Data entries:
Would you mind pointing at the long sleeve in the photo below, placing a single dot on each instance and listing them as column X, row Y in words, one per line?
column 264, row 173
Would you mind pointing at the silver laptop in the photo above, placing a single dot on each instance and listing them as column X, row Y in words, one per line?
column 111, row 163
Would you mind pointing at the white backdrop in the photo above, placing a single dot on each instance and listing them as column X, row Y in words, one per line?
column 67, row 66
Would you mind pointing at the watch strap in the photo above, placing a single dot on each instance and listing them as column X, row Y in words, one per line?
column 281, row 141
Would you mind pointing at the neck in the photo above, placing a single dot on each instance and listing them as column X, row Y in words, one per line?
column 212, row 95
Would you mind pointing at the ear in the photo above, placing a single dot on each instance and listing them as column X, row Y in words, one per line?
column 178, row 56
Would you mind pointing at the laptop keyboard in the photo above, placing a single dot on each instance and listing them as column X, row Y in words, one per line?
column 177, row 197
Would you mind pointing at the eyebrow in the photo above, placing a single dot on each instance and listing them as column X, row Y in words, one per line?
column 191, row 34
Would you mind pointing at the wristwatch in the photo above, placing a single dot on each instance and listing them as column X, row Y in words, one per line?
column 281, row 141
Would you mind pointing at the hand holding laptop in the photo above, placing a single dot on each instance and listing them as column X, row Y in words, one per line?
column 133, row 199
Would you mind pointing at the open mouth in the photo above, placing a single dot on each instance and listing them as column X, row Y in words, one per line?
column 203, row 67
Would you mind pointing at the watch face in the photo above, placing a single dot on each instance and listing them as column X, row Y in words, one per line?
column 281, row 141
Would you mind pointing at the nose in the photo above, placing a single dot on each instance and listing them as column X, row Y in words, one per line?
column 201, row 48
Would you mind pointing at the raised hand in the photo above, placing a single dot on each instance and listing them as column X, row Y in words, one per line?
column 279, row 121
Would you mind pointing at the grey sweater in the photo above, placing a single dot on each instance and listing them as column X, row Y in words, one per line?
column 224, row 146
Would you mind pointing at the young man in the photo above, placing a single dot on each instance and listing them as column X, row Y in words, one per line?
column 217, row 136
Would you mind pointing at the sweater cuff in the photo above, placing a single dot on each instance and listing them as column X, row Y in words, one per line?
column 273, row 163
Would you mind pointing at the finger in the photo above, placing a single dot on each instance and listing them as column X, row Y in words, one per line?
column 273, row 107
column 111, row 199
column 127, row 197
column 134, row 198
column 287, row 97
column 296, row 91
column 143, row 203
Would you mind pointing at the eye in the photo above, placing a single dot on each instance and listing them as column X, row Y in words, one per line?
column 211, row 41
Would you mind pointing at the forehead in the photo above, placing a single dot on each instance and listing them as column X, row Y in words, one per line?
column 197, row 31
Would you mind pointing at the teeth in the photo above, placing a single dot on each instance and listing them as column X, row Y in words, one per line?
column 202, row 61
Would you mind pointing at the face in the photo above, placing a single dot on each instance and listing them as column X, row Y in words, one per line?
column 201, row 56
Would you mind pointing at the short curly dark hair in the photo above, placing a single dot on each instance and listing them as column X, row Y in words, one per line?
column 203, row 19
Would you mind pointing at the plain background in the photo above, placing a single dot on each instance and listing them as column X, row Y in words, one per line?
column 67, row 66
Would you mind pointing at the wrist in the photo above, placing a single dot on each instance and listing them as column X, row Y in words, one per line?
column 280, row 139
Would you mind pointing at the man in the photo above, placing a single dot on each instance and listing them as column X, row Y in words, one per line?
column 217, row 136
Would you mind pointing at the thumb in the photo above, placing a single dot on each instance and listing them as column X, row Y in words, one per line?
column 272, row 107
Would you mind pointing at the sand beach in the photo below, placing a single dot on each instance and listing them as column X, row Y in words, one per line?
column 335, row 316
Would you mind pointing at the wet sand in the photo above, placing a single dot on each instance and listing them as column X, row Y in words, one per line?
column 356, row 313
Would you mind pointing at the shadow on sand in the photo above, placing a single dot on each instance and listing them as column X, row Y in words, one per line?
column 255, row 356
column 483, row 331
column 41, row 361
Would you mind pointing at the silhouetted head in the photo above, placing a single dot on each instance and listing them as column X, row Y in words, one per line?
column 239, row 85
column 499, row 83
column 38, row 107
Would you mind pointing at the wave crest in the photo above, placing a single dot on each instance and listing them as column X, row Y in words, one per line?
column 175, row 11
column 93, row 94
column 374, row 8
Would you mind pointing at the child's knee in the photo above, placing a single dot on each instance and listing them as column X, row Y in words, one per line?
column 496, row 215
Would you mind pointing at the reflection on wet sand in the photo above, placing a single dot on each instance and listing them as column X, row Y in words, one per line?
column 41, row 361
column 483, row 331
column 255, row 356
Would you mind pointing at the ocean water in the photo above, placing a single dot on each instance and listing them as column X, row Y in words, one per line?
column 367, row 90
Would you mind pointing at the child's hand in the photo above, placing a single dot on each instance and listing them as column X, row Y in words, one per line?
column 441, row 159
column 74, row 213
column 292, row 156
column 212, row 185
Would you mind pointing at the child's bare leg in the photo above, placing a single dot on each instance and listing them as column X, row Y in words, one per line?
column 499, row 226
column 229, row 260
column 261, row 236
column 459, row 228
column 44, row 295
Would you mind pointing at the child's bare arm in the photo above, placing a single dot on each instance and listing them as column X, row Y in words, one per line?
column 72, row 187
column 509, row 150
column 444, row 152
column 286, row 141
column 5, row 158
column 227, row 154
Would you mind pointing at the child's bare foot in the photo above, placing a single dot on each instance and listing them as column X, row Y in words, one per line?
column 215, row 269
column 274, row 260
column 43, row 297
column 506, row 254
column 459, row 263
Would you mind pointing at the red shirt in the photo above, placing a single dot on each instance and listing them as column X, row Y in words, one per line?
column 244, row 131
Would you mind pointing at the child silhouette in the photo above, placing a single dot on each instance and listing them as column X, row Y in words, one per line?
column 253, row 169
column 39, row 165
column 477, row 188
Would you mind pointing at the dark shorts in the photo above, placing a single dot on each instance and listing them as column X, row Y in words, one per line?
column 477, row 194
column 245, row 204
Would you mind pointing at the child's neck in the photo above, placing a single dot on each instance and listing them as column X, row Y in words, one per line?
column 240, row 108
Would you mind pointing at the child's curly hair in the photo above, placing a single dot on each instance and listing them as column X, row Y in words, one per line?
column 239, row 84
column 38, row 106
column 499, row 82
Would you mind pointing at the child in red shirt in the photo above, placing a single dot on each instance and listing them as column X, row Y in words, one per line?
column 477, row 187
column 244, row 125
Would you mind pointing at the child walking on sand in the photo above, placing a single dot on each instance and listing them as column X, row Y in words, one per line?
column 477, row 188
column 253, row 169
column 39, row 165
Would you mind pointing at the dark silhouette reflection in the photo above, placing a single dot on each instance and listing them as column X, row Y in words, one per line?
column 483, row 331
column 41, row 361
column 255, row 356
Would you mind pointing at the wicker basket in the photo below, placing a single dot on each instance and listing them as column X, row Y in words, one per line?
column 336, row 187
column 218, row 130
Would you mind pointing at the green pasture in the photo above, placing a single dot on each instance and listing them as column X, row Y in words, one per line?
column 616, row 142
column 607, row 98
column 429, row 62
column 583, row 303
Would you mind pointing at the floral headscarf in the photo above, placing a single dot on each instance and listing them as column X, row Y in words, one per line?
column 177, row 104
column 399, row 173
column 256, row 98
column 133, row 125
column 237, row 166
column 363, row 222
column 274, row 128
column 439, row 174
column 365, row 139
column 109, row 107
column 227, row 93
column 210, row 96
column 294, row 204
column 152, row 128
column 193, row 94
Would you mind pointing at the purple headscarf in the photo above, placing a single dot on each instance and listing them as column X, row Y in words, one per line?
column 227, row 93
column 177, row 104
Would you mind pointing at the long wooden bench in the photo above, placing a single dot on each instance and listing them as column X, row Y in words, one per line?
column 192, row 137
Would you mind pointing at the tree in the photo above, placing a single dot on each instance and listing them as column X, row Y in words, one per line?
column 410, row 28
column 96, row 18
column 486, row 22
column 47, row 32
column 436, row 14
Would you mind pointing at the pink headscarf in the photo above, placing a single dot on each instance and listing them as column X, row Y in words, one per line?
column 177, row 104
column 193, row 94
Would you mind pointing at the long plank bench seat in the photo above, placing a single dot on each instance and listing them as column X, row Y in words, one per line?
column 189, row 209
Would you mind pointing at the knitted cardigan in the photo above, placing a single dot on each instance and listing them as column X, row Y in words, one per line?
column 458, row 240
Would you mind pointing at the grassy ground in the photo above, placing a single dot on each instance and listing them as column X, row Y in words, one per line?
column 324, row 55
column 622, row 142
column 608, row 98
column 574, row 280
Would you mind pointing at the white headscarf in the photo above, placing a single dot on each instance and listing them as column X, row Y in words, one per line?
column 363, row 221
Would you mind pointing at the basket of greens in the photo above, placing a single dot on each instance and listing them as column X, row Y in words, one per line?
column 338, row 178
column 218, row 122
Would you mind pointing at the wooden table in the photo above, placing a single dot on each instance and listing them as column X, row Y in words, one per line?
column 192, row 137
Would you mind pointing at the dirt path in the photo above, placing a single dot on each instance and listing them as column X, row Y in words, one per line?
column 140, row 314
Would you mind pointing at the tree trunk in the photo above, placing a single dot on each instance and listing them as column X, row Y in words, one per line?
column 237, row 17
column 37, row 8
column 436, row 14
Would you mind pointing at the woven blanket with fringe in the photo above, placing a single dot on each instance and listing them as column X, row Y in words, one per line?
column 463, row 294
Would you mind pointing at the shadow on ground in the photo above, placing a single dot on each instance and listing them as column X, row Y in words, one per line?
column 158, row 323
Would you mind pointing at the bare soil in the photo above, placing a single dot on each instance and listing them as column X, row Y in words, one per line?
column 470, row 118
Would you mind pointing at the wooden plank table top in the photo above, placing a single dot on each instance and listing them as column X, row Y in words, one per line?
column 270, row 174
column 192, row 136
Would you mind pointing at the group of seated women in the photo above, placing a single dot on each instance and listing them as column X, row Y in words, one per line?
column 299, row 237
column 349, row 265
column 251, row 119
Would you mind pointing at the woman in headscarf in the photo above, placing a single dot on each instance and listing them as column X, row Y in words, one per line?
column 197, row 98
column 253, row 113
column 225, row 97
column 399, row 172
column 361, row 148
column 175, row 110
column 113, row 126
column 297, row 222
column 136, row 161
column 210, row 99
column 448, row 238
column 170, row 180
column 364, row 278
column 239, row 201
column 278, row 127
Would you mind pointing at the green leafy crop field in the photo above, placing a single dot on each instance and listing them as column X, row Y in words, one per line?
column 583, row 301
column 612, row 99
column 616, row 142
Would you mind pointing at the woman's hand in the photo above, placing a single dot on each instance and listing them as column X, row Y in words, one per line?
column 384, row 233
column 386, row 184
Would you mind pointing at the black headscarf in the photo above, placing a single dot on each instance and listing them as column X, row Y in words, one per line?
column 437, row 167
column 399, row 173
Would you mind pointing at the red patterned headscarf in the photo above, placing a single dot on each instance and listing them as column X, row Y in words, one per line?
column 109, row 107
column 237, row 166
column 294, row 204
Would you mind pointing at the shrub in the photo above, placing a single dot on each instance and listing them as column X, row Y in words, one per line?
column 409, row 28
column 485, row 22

# Task prompt:
Write out the lines above exactly as they appear, beginning with the line containing "Would you mind pointing at the man" and continuing through the line containing "column 356, row 313".

# The solution:
Would you mind pointing at the man in the photo above, placing a single dot on each instance and listing them as column X, row Y in words, one per line?
column 217, row 136
Would you mind pointing at the thumb in the photo above, placing a single dot on each instance and listing them as column X, row Y in words, one per line?
column 272, row 107
Would you mind pointing at the sand beach in the photo below, placing a single dot on each instance and listing them as column X, row Y in words, one per line?
column 335, row 316
Would you mind pointing at the wet sand in the photo above, placing a single dot on each instance and listing them as column X, row Y in words, one per line?
column 356, row 313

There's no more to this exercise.